_DOCUMENT SECTION_
┌────────
|Publication number||US5369459 A|
|Application number||US 07/771,737|
|Publication date||Nov 29, 1994|
|Filing date||Oct 4, 1991|
|Priority date||Oct 4, 1991|
|Also published as||EP0610319A1, EP0610319A4, WO1993007536A1|
|Publication number||07771737, 771737, US 5369459 A, US 5369459A, US-A-5369459, US5369459 A, US5369459A|
|Inventors||Thomas P. Muchisky, Warren G. Fischer, Leonard Krystal|
|Original Assignee||Fischer Industries, Inc.|
|Export Citation||BiBTeX, EndNote, RefMan|
|Patent Citations (9), Referenced by (1), Classifications (6), Legal Events (5)|
|External Links: USPTO, USPTO Assignment, Espacenet|
This invention relates, generally, to automatic film, processor apparatuses and, more particularly, to an improved solution filling system for such devices.
As is known in the art, in the typical film processor apparatus, the film is conveyed through the processor tanks in either a horizontal, vertical or serpentine path by spaced pairs of transport rollers, or between mesh-web carrier belts. As the film is conveyed through the apparatus, it is sequentially immersed in a developer solution, a fixer solution and water. Thereafter, the film is dried and dispensed from the apparatus.
The developer and fixer solutions and water are contained in separate tanks located in the processor housing. In the horizontal path apparatus, the liquids are pumped from the tanks into roller racks located above the tanks, thereby to contact the film as it passes through the roller racks. The liquids drain from the roller racks back into the tanks, such that the liquids are continuously recirculated. In the vertical path, and the serpentine path devices, the transport rollers or mesh-web carrier belts convey the film directly into the tanks where the film is submerged in the liquids. As will be apparent, in all types of film processing apparatus, the liquid levels in the tanks will gradually diminish as the liquids wet the film and as the liquids evaporate. As a result, it is necessary for the apparatus operator to fill all tanks initially, once monthly for example, and then, to replenish the liquids periodically. In some types of processor apparatus, this replenishment is accomplished automatically, by the use of sensing and pumping systems or by gravity-feed systems employing overhead-mounted inverted jugs. These automatic replenishment systems tend to be either expensive or prone to operational problems, or both.
In the known non-automatic-replenishment processors, the developer solutions and fixer solutions are replenished by manually removing the top lid or upper housing of the apparatus, to expose the tanks therein, in order to visually observe the amount of replenishment required, and in order to visually observe the condition of the solutions (i.e. the color of each is an indication of solution efficacy). Developer solutions and fixer solutions are then added to their respective tanks by lifting jugs of each solution above the apparatus, and pouring solutions down into the respective tanks. This same procedure is also required when initially filling the tanks in automatic-replenishment processor apparatus, and after each monthly draining and cleaning. Water is normally fed directly into the water tank via plumbing connections from a water tap.
└────────
_DIRECTIVE 1_
List the inventors named in the film processor patent.
_DIRECTIVE 2_
Answer these from the film processor patent:
(a) What is the filing date?
(b) Who is the original assignee?
(c) How is water normally fed into the water tank?
_DIRECTIVE 3_
Print everything in the film processor patent from "As is known" down to "from the apparatus.".

_GIVEN INFORMATION_
┌────────
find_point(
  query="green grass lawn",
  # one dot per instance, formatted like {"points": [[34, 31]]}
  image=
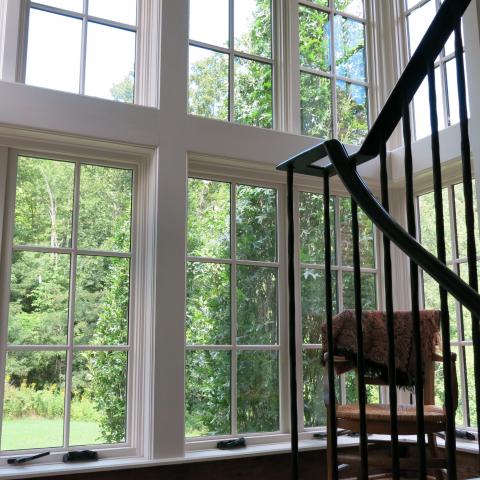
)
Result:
{"points": [[35, 432]]}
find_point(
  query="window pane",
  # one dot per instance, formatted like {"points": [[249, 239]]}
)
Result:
{"points": [[207, 393], [253, 27], [314, 38], [43, 202], [99, 398], [253, 93], [105, 208], [34, 400], [350, 48], [313, 303], [256, 305], [38, 310], [256, 218], [208, 218], [208, 83], [314, 410], [208, 304], [110, 64], [369, 291], [312, 249], [365, 226], [352, 113], [124, 11], [209, 21], [53, 58], [316, 106], [102, 301], [258, 395]]}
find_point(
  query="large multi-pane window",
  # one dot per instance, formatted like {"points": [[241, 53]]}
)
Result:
{"points": [[79, 46], [65, 305], [312, 292], [232, 325], [231, 61], [460, 318], [333, 69]]}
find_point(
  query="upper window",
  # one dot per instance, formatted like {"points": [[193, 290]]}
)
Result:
{"points": [[67, 303], [85, 47], [230, 61], [333, 70]]}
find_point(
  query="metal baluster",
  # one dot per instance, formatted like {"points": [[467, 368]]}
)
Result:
{"points": [[332, 418], [469, 211], [442, 256], [362, 397], [291, 326], [407, 136], [387, 263]]}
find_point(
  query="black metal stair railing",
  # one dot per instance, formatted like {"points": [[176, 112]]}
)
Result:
{"points": [[396, 110]]}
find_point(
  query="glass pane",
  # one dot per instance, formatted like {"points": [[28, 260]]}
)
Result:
{"points": [[350, 48], [365, 226], [311, 228], [102, 301], [208, 304], [258, 392], [53, 60], [257, 305], [209, 21], [253, 93], [110, 64], [207, 393], [256, 217], [34, 399], [253, 27], [99, 398], [314, 38], [38, 310], [105, 208], [208, 218], [353, 7], [314, 410], [418, 22], [123, 11], [208, 83], [316, 106], [352, 112], [369, 291], [313, 303], [43, 202]]}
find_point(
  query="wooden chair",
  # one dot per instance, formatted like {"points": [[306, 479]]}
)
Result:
{"points": [[378, 422]]}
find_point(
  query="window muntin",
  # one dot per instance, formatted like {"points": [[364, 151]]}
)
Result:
{"points": [[232, 326], [231, 61], [68, 304], [312, 287], [460, 319], [89, 52], [333, 70]]}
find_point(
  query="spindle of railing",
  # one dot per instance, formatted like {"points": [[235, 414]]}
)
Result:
{"points": [[469, 210], [387, 264], [332, 417], [362, 396], [407, 137], [442, 256]]}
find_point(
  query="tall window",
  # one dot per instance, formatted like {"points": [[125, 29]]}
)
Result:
{"points": [[232, 327], [231, 61], [65, 306], [333, 70], [460, 318], [419, 16], [79, 46], [312, 288]]}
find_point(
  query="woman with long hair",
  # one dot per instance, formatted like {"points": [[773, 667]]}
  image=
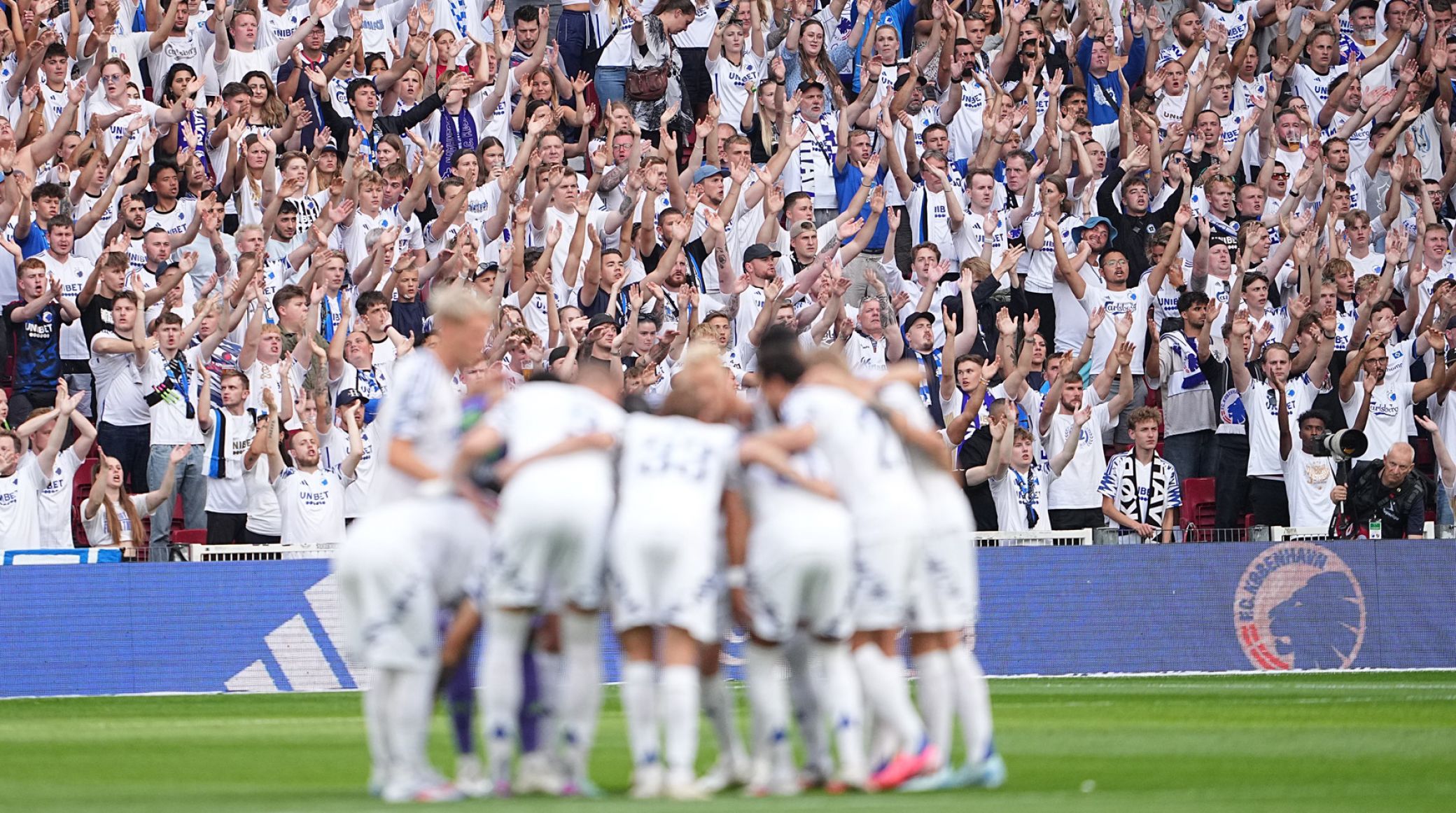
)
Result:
{"points": [[1056, 222], [190, 133], [248, 176], [651, 50], [113, 517], [267, 109]]}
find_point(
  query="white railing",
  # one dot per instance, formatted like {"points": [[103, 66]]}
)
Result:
{"points": [[1031, 538], [257, 553]]}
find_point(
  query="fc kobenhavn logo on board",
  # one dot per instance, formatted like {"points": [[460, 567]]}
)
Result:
{"points": [[1299, 606]]}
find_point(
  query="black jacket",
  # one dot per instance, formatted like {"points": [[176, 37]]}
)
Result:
{"points": [[342, 127], [1401, 510], [972, 454], [1133, 232]]}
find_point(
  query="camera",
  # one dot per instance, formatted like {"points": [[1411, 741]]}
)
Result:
{"points": [[1341, 445]]}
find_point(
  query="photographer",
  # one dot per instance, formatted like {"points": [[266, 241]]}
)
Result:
{"points": [[1388, 493]]}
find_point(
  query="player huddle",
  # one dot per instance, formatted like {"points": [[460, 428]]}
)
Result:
{"points": [[802, 519]]}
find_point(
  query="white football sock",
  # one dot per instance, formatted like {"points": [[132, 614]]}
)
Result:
{"points": [[580, 690], [640, 707], [501, 694], [842, 707], [411, 706], [718, 704], [548, 681], [769, 700], [888, 694], [680, 720], [973, 702], [376, 726], [808, 714], [934, 693]]}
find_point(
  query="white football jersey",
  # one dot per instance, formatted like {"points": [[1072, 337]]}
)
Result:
{"points": [[424, 408], [312, 506], [867, 462], [676, 466], [539, 416]]}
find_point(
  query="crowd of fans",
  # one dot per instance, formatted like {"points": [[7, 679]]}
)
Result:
{"points": [[1127, 244]]}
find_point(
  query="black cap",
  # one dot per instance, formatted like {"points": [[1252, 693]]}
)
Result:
{"points": [[347, 396], [759, 251], [916, 317]]}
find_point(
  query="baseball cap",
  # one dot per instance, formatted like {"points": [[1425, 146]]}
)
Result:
{"points": [[904, 78], [705, 172], [759, 251], [916, 317], [1100, 221]]}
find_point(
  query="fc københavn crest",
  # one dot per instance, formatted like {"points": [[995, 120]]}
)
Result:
{"points": [[1299, 606]]}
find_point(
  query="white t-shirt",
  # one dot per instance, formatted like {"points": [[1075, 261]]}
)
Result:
{"points": [[21, 508], [239, 64], [1117, 303], [171, 424], [56, 501], [117, 133], [227, 494], [1015, 493], [732, 85], [337, 447], [99, 532], [1077, 487], [1261, 420], [868, 461], [1390, 411], [71, 275], [424, 408], [312, 506], [262, 503], [120, 387], [1308, 481], [1042, 272]]}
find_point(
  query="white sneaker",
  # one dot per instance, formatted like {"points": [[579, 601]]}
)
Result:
{"points": [[730, 771], [470, 777], [683, 788], [647, 781], [399, 793], [536, 774]]}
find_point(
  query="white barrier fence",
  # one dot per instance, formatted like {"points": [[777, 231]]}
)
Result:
{"points": [[257, 553]]}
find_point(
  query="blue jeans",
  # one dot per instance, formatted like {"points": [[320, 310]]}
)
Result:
{"points": [[573, 41], [191, 484], [612, 85], [130, 446], [1191, 454], [1443, 504]]}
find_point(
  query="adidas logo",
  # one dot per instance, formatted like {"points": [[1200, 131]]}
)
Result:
{"points": [[302, 658]]}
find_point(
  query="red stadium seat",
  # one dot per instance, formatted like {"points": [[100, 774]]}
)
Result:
{"points": [[190, 536], [1198, 501]]}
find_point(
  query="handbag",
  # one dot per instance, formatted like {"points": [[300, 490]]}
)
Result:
{"points": [[648, 85]]}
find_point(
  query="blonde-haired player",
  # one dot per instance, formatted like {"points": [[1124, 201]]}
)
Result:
{"points": [[950, 682]]}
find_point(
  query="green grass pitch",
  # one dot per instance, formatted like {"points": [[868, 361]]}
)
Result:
{"points": [[1248, 744]]}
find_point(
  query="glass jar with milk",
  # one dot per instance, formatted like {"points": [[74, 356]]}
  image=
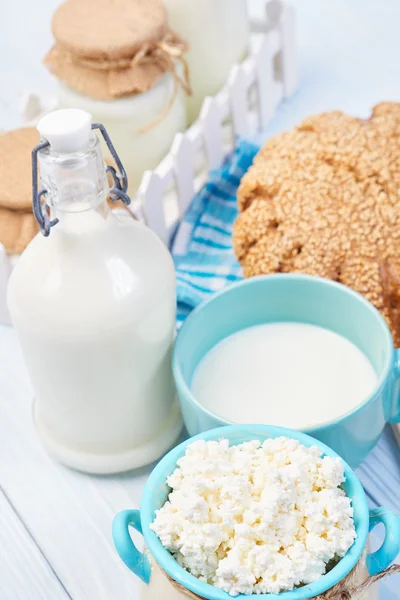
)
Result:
{"points": [[94, 307], [120, 62], [218, 33]]}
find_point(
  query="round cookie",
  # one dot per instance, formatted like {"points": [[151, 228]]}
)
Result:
{"points": [[108, 30], [324, 200], [15, 168], [16, 229]]}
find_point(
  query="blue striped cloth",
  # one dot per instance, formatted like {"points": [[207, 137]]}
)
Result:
{"points": [[202, 248], [205, 263]]}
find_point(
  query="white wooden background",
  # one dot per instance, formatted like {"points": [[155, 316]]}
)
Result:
{"points": [[55, 540]]}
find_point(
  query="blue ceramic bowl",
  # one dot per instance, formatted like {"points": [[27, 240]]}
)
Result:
{"points": [[156, 492], [306, 299]]}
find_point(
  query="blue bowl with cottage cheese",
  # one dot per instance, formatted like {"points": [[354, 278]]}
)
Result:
{"points": [[162, 576]]}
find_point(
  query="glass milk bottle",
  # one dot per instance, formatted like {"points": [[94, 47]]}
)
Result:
{"points": [[142, 126], [93, 304], [217, 32], [120, 62]]}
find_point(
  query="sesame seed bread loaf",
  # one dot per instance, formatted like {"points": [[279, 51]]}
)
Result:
{"points": [[324, 199]]}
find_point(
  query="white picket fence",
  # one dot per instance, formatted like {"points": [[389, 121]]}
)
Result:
{"points": [[243, 106]]}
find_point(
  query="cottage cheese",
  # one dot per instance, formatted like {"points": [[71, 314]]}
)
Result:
{"points": [[256, 518]]}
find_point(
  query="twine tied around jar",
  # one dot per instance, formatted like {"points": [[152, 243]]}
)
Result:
{"points": [[113, 77], [343, 590]]}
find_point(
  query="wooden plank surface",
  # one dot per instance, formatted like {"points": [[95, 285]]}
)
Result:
{"points": [[55, 524], [25, 572]]}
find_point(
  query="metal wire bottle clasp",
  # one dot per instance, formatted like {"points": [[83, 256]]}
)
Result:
{"points": [[117, 192]]}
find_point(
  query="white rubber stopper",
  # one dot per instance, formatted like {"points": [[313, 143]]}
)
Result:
{"points": [[67, 130]]}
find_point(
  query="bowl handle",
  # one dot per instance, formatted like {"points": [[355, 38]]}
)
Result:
{"points": [[382, 558], [135, 561], [394, 416]]}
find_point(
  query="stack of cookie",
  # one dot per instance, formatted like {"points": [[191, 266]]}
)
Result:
{"points": [[324, 199], [17, 223]]}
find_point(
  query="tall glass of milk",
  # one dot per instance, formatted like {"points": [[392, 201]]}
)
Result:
{"points": [[94, 308], [217, 32]]}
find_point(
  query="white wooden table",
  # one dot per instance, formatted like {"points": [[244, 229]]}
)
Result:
{"points": [[55, 524]]}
└────────
_WRITTEN SOLUTION 1_
Thomas P. Muchisky
Warren G. Fischer
Leonard Krystal

_WRITTEN SOLUTION 2_
(a) Oct 4, 1991
(b) Fischer Industries, Inc.
(c) Directly, via plumbing connections from a water tap.

_WRITTEN SOLUTION 3_
As is known in the art, in the typical film processor apparatus, the film is conveyed through the processor tanks in either a horizontal, vertical or serpentine path by spaced pairs of transport rollers, or between mesh-web carrier belts. As the film is conveyed through the apparatus, it is sequentially immersed in a developer solution, a fixer solution and water. Thereafter, the film is dried and dispensed from the apparatus.